Work required
Write out, character for character, the line containing "[mark] the brown" and all lines after it up to the end of the listing.

====== Exercise input ======

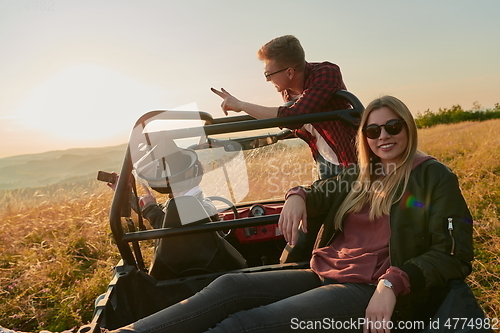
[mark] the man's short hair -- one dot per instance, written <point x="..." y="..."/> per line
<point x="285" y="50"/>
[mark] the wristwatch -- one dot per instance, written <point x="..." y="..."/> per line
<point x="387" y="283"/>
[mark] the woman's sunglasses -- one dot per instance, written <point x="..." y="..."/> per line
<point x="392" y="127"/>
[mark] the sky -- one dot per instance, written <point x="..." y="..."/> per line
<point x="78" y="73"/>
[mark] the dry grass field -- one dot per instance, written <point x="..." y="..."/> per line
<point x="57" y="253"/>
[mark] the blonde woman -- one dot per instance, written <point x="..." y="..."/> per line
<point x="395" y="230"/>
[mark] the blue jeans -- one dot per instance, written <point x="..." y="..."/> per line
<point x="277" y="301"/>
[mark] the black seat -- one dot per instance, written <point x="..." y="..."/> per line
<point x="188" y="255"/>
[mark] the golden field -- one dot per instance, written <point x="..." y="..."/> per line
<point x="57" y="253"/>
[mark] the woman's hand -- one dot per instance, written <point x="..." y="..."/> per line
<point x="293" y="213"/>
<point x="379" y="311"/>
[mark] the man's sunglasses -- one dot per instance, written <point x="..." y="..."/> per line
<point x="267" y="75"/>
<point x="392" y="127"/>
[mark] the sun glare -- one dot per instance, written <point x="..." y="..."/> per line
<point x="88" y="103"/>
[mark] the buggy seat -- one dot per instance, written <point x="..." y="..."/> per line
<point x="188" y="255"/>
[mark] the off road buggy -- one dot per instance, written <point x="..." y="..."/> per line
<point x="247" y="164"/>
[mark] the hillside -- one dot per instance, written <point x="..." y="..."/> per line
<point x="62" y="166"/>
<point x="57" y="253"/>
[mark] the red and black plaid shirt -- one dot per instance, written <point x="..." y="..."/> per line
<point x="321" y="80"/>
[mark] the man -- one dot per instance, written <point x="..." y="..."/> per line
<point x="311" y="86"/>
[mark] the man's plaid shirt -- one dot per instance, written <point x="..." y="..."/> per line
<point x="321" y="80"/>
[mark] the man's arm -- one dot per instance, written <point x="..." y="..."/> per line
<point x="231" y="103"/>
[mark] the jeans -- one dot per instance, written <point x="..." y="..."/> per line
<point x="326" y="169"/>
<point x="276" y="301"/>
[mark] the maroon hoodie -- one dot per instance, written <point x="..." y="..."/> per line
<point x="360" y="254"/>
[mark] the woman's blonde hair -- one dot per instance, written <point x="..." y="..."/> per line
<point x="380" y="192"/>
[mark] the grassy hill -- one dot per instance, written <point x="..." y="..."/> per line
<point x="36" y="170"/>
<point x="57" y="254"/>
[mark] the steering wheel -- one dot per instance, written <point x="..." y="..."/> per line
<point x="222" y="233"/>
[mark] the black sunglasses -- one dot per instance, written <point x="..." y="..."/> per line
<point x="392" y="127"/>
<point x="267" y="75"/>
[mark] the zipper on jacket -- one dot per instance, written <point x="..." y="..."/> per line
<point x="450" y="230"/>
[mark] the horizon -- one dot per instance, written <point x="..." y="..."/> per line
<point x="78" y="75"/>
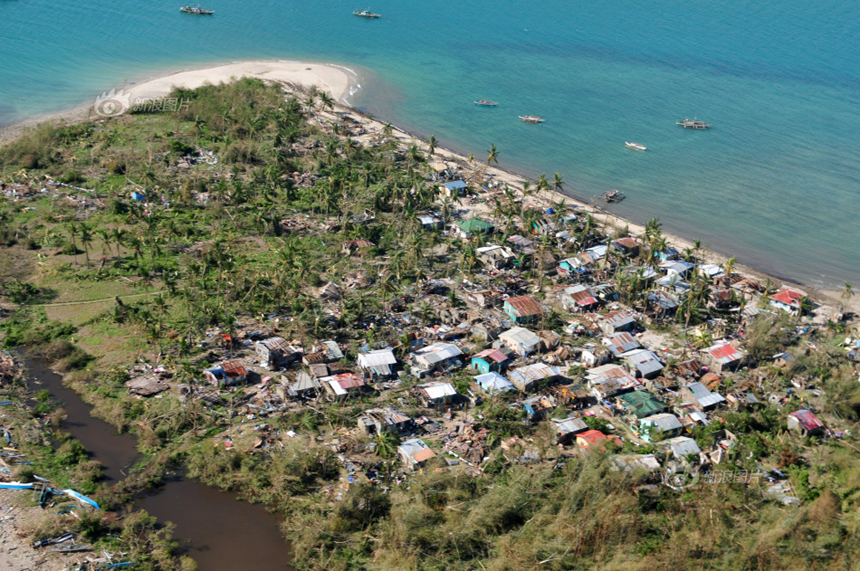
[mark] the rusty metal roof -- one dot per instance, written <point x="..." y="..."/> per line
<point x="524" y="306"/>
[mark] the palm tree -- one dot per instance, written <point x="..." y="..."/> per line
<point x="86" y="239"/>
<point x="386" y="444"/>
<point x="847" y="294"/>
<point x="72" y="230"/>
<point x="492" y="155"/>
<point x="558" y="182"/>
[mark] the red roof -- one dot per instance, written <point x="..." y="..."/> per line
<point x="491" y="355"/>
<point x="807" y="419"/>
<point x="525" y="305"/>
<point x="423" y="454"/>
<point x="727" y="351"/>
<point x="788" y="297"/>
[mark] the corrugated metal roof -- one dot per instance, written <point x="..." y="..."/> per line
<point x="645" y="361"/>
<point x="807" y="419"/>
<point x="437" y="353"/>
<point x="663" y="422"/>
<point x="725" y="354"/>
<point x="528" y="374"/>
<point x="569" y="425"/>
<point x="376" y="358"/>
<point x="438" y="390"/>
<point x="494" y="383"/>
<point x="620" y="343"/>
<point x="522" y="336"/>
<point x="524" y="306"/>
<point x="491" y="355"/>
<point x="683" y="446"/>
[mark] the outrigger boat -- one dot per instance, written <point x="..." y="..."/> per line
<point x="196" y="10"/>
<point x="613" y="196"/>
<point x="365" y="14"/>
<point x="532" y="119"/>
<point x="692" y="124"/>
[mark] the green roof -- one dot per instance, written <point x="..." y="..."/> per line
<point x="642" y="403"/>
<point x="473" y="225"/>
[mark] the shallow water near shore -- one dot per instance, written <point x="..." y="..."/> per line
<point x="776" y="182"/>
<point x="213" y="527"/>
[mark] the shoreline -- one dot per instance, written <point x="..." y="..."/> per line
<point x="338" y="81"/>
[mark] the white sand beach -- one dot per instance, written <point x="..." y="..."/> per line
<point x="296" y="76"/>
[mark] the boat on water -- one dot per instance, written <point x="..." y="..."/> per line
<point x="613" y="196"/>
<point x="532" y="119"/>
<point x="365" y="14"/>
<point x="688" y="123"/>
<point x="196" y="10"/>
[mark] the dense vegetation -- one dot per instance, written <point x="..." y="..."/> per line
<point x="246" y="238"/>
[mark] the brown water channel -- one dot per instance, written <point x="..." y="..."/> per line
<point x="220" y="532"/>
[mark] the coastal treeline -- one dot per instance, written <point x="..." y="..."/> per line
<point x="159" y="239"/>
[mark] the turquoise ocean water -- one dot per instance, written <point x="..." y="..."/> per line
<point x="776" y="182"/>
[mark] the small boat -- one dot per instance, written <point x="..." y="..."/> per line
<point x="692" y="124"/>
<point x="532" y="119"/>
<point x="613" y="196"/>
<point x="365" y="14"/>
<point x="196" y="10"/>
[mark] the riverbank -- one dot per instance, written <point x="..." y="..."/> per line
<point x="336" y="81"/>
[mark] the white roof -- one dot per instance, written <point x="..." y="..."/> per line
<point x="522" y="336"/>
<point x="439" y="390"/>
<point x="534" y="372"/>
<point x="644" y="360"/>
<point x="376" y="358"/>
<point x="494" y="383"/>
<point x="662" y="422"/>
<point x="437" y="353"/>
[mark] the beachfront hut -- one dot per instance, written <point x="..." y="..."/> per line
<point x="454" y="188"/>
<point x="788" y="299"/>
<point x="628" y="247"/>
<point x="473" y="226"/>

======

Right answer
[mark] the brown water channel -- one dot per instance, written <point x="..." y="..."/> per line
<point x="220" y="532"/>
[mark] the coastal treeline -- one dot per instance, written <point x="..." y="..."/> per line
<point x="159" y="239"/>
[mark] the turquoise ocean water -- one dot per instance, written <point x="..." y="..."/> per line
<point x="776" y="182"/>
[mark] the small boat -- one dot per instance, written <point x="..." y="..."/> per line
<point x="692" y="124"/>
<point x="532" y="119"/>
<point x="613" y="196"/>
<point x="365" y="14"/>
<point x="196" y="10"/>
[mark] the riverbank -- one dot per instance, written <point x="..." y="..."/> per line
<point x="336" y="81"/>
[mark] the white roof -- one dot per instance, written <point x="..." y="..."/> per line
<point x="522" y="336"/>
<point x="439" y="390"/>
<point x="534" y="372"/>
<point x="644" y="360"/>
<point x="376" y="358"/>
<point x="494" y="383"/>
<point x="662" y="422"/>
<point x="437" y="353"/>
[mark] the beachfront hut -- one dot per instance, written <point x="..." y="..."/> per line
<point x="454" y="188"/>
<point x="788" y="299"/>
<point x="628" y="247"/>
<point x="473" y="226"/>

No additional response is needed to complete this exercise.